* What to produce
In two sentences, summarize the article below about the Potočani mass grave.

New research about the mass grave suggests the bones belong to 41 people – children and adults – who were killed together and buried 6,200 years ago in the modern-day village of Potočani. The study, published in the journal PLoS One, suggests it’s the oldest documented massacre in the archaeological record.
Many of the victims, the analysis showed, had been stabbed in the head. After examining the bones and extracting DNA – a process that took years – the researchers concluded that most of the individuals in the 7-by-3-foot pit weren’t related to one another, and that they ranged in age from 2 to 50. There was almost an equal number of males and females.
“This is the oldest known case of indiscriminate, mass killing that we know of,” James Ahern, an anthropologist at the University of Wyoming who co-authored the study, said in a press release.
Many of the victims’ skulls had multiple stab wounds
Ahern and his team were invited to the burial site in 2012, which is when they started inventorying the skeletons and determining the victims’ ages, sex, and manner of death. They differentiated between men and women as well as adults and children via known, identifiable anatomical differences.
The researchers figured out that of the 41 skeletons, 21 were male and 20 were female. About half were children between the ages of 2 and 17.
Thirteen of the skeletons had injuries on the sides or backs of their heads: The skulls showed evidence of being stabbed, cut, or bludgeoned. Some skulls had up to four puncture wounds.
The bones of the other 28 victims didn’t reveal how they died, but “their deaths were almost certainly violent,” according to Ahern.
“Individuals could have been strangled, bludgeoned, cut or stabbed in soft-tissue areas or in manners that did not damage underlying bones,” he said.
None of the victims had wounds on their faces or arms. Mario Novak, an archaeologist at the Institute for Anthropological Research in Zagreb and a co-author of the study, told National Geographic that this suggests they were immobilized and had their hands tied, since people tend to use their forearms to block incoming blows.
“They were not defending themselves,” Novak said, adding, “I would say that this was a pre-planned mass execution.”
Given the pit’s location, archaeologists at first guessed these people may have been victims of a World War II skirmish. But they were wrong: After dating the bones and some pottery fragments discovered nearby, the researchers determined all 41 victims were buried at the same time in 4,200 B.C.E.
This suggests the dead were part of the Lasinja culture, some of Europe’s earliest pastoralists and metal workers.
The murders are still a mystery
The researchers found no clues as to who killed the people in the pit, or why.
The fact that there were nearly the same number of men and women ruled out the idea that the victims died in “a battle between two armed forces,” the study authors wrote.
DNA from 38 of the skeletons revealed that 11 were close kin, but the other 70% of the victims weren’t related. So the killers weren’t targeting a particular family either.
These findings, coupled with the wide age range of the dead, points to seemingly indiscriminate, systematic violence, according to Ahern.
The killers could have been rivals of the Lasinja people, or perhaps Lasinja themselves, Novak said.
One possible explanation for the mass killing could be some type of climatic upheaval. When the climate changes, resources like crops, livestock, and water can become scarce. If that scarcity overlaps with a population boom, it can prompt groups to try to take over others’ territories and resources, Ahern said.
Researchers studying other mass killings in the archaeological record have come to similar conclusions. Take the sacrifice of more than 260 Chimú children and 460 llamas in ancient Peru, for example: Experts think the Chimú may have sacrificed children to placate angry weather gods during a season of heavy rain and flooding.
“Increases in population size cause groups to overextend their local resources and require expansion into other areas. Both climate change and population increase tend to cause social disruption and violent acts, such as what happened at Potočani, that become more common as groups come into conflict with each other,” Ahern said.

* Records provided
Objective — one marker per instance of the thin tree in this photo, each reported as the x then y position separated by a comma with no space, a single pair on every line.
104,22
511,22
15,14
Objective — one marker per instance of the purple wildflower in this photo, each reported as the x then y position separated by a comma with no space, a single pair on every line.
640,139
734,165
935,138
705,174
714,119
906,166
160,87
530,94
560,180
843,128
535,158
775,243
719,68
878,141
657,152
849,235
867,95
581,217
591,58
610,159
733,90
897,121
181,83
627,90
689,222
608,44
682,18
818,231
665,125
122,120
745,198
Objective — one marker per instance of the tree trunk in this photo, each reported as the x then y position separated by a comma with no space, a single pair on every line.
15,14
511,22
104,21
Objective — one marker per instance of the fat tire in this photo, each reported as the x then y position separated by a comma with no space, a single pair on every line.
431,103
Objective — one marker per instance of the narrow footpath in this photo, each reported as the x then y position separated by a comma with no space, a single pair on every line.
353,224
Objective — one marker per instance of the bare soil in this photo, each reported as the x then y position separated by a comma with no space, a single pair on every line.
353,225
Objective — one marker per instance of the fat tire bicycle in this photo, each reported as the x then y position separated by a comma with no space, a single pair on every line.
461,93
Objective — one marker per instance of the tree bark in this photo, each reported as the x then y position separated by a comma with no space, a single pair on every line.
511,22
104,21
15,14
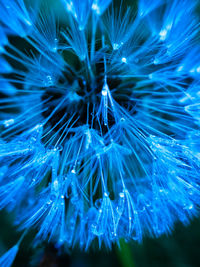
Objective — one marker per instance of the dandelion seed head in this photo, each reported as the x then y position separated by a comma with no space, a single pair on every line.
100,119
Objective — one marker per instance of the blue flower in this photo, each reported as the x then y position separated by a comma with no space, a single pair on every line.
99,119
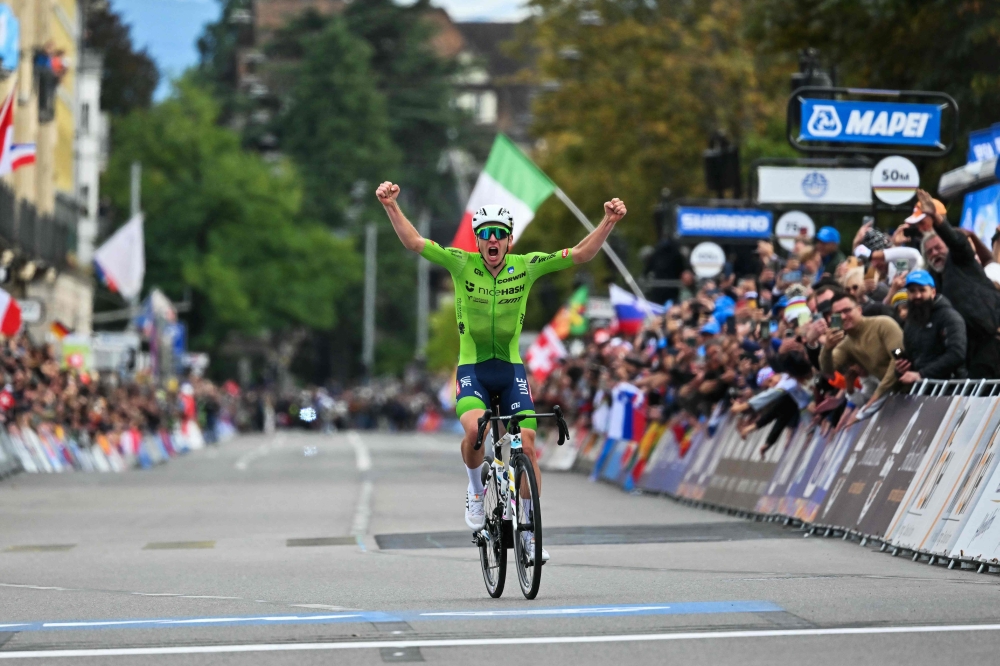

* Completed task
According to a study in PLoS One, the pit at Potočani holds 41 children and adults, most of them unrelated, who were killed and buried together about 6,200 years ago, which the study suggests is the oldest documented massacre in the archaeological record. Many skulls show stab wounds and none of the victims had facial or arm injuries, which suggests a pre-planned execution of bound people, but the killers and their motive remain unknown, and one possible explanation the researchers offer is conflict over resources made scarce by climate change and population growth.